| THE REQUEST |
Exactly the lines from the one containing "Look at the photo above. For each instance of the brown" through the end of the data below are to be reproduced, and nothing besides them.

====== DATA SHOWN

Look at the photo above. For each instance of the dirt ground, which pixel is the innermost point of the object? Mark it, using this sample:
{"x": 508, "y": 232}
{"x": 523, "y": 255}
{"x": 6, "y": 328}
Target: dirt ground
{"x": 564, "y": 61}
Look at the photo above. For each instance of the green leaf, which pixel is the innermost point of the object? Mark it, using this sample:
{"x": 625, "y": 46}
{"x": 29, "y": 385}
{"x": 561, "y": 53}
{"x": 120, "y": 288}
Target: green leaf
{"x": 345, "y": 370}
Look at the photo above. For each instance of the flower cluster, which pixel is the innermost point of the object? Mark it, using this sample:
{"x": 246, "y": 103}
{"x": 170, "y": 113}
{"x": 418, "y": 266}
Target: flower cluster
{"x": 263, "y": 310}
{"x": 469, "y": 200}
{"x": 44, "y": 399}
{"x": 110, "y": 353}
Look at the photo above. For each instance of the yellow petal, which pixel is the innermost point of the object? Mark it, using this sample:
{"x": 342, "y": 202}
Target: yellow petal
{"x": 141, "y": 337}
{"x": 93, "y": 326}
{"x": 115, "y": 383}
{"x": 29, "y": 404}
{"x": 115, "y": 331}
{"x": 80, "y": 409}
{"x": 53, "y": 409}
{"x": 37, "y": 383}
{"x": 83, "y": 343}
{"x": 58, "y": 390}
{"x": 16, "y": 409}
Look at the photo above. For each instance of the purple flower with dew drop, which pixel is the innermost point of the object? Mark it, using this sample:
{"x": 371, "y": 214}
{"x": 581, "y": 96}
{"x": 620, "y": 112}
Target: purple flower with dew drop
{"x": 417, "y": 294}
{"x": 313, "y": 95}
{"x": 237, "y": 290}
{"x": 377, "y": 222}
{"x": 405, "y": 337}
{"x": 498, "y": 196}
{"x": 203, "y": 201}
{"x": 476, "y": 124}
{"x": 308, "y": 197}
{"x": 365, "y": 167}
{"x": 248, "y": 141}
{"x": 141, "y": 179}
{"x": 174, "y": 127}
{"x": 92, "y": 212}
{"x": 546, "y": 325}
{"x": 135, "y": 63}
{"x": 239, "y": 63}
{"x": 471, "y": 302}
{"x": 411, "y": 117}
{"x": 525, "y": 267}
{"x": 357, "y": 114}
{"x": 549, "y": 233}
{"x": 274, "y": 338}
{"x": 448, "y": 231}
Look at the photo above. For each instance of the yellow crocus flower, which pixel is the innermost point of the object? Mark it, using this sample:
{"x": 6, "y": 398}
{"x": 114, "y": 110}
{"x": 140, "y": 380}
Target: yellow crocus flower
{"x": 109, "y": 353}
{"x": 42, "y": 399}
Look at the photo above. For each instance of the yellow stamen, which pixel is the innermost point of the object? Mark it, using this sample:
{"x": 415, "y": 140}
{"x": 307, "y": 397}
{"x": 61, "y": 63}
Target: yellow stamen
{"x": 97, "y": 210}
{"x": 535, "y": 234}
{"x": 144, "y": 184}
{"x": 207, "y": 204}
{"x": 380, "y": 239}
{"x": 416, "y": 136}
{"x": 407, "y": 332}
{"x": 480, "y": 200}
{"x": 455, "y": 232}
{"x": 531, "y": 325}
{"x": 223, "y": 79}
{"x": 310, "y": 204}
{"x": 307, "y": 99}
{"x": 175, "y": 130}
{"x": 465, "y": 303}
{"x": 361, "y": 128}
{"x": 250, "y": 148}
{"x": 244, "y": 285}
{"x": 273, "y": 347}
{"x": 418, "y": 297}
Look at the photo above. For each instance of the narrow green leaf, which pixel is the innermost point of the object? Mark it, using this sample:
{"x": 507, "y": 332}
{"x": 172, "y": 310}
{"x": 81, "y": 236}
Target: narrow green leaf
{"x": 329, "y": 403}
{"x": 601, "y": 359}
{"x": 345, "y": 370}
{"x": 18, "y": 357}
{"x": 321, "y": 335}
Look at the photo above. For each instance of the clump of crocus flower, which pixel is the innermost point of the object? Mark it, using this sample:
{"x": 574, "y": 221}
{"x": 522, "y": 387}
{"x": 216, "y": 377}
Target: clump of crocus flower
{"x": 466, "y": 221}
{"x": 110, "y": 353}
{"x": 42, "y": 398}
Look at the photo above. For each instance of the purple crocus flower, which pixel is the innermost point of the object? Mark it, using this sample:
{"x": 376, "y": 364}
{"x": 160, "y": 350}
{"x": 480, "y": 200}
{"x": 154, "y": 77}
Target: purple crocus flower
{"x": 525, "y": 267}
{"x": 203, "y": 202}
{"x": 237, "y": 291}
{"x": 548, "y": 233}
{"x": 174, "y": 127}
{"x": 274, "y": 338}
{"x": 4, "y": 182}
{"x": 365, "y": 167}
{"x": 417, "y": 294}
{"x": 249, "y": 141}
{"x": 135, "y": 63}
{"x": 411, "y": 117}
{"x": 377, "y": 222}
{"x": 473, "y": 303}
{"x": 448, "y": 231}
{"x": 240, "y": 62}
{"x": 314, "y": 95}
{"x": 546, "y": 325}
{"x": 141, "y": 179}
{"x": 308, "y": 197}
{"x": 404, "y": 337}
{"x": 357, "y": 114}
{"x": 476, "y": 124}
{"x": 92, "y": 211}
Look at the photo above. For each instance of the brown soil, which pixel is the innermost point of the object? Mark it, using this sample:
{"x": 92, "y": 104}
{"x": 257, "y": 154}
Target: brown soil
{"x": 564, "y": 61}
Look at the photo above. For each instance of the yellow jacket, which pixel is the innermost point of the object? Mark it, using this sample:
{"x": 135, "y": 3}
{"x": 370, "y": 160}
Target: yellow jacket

============

| FULL SOLUTION |
Look at the photo above. For each instance of the brown soil, which pixel is the innermost point of the object? Mark it, using this sample:
{"x": 92, "y": 104}
{"x": 257, "y": 154}
Target: brown soil
{"x": 564, "y": 61}
Look at the photo above. For each instance of the yellow jacket, which pixel is the innermost point of the object? Mark it, using this sample:
{"x": 135, "y": 3}
{"x": 370, "y": 160}
Target: yellow jacket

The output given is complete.